## Goal
Copy out the lines below exactly, beginning with the line that contains "green metal railing" and ending with the line that contains "[298,111,600,298]", with both of those lines included.

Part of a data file
━━━━━━━━━━━━━━━━━━━━

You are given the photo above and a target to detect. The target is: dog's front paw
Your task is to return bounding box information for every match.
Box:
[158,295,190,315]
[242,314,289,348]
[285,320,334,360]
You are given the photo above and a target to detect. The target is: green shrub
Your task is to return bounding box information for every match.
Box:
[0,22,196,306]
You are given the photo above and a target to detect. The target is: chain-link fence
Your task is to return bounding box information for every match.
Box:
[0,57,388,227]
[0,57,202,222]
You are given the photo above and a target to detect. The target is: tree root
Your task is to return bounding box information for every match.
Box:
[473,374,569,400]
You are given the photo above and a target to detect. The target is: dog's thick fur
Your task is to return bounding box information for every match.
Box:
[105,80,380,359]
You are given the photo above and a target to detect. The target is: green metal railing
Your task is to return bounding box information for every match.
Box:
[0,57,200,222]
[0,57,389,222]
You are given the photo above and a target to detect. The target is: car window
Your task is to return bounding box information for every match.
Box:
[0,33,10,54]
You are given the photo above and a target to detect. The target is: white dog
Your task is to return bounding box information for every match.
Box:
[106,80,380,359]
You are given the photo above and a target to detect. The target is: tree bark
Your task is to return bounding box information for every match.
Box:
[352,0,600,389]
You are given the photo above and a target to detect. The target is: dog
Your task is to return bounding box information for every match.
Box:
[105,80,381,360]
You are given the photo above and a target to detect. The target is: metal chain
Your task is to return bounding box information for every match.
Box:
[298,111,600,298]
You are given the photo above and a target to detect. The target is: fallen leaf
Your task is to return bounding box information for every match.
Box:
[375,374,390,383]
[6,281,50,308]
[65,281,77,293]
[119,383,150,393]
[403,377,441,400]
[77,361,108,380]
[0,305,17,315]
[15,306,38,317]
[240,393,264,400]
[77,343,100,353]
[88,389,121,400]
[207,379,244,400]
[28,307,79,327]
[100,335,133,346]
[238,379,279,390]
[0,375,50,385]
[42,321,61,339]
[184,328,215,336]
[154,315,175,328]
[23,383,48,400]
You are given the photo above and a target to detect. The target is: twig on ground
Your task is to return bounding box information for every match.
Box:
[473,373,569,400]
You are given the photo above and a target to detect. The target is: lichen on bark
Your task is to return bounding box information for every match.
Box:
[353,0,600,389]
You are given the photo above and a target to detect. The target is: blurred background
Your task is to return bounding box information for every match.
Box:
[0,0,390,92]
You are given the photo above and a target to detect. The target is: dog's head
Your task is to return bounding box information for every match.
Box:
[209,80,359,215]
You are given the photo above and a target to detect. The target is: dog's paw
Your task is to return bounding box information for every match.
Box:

━━━━━━━━━━━━━━━━━━━━

## Final result
You are given the photo above and a target to detect. The target is: green metal railing
Your task is to return bounding box information for every match.
Box:
[0,57,200,222]
[0,57,389,222]
You are given the photo above and a target to detect. The target is: car window
Your task is to return bounding box information for every match.
Box:
[0,33,10,54]
You are given the photo above and a target to detect. The target is: white dog
Your task is to return bounding box information for every match.
Box:
[106,80,380,359]
You are given the photo above and a target to detect. The target is: tree bark
Your task is to return bounding box information for every match.
Box:
[352,0,600,389]
You are given the photo above and a target to detect. The target is: dog
Your task is to return bounding box information for every match.
Box:
[105,80,381,360]
You are given the photo above and a target to detect. The target is: metal chain
Your task is to return bounding box information for every match.
Box:
[298,111,600,298]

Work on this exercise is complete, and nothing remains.